*EXTRACTED MATERIAL*:
******
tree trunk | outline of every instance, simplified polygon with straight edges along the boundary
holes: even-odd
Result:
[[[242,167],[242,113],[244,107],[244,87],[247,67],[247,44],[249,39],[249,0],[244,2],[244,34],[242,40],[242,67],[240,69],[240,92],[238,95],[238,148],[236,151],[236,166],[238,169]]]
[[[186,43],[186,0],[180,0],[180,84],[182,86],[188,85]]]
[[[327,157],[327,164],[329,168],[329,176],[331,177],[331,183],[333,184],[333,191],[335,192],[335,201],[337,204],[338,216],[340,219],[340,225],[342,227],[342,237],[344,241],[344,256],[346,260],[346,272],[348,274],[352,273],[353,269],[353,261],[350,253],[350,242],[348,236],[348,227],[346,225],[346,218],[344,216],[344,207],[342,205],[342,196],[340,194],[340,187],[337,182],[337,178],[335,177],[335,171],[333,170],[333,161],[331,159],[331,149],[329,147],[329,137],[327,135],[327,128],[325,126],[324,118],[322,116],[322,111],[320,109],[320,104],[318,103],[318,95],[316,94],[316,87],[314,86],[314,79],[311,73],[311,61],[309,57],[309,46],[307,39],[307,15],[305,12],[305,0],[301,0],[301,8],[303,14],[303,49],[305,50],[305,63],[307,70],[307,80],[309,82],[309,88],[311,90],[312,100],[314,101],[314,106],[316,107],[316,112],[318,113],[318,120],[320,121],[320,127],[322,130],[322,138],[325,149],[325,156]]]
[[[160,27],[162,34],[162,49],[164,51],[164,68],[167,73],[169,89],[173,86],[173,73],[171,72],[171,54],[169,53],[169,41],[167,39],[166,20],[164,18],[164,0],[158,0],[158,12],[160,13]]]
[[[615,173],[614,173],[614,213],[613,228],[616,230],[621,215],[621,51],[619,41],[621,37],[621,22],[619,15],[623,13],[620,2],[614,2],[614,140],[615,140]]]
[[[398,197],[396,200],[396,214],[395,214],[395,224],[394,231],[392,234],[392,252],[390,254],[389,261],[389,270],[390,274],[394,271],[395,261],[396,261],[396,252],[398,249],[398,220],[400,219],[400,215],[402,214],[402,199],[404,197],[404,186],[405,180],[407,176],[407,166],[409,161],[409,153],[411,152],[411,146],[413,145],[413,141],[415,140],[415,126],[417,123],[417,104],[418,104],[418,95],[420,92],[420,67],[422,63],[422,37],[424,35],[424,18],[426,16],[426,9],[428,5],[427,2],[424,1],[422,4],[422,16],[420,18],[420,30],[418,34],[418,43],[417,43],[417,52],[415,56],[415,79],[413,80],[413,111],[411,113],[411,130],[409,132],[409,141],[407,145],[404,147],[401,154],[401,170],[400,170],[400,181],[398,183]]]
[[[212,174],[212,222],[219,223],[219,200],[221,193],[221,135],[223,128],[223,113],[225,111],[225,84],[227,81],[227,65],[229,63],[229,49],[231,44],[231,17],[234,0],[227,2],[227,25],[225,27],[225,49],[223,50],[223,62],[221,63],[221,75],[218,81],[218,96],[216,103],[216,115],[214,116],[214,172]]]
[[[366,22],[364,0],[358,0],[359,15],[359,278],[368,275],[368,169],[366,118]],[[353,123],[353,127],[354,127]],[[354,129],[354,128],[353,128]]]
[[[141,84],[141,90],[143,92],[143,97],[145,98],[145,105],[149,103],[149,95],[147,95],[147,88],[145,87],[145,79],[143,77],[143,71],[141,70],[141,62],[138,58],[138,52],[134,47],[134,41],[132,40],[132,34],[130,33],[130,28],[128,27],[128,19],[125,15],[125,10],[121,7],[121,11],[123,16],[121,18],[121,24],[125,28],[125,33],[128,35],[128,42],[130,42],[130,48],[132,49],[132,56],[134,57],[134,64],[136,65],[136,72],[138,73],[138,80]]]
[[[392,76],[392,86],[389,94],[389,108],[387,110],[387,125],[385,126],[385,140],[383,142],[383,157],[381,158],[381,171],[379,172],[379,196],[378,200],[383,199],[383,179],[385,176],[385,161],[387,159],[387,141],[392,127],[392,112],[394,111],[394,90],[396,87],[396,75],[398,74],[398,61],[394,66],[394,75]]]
******
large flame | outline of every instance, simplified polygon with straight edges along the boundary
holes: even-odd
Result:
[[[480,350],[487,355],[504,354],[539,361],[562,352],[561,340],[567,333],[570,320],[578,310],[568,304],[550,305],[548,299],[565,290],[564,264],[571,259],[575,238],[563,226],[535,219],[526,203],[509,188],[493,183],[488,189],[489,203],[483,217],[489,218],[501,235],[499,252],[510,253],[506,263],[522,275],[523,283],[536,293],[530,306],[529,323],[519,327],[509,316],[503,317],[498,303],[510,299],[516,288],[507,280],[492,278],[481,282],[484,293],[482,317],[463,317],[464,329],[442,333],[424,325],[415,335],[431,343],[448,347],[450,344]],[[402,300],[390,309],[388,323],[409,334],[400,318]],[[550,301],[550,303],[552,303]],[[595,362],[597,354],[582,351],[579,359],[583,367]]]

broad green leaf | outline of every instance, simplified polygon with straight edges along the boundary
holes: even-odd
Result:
******
*PROBLEM TO SOLVE*: Copy the rows from the one containing "tree trunk |" down to the one containing "[[[186,43],[186,0],[180,0],[180,84],[182,86],[188,85]]]", replacing "even-odd" with "nonzero" and changing nothing else.

*SOLUTION TO THIS EXERCISE*:
tree trunk | outline of every instance, simplified polygon with straight edges along the boundary
holes: nonzero
Result:
[[[242,167],[242,113],[244,107],[244,87],[247,67],[247,44],[249,39],[249,0],[244,2],[244,34],[242,40],[242,67],[240,69],[240,92],[238,95],[238,148],[236,151],[236,166],[238,169]]]
[[[186,43],[186,0],[180,0],[180,84],[182,86],[188,85]]]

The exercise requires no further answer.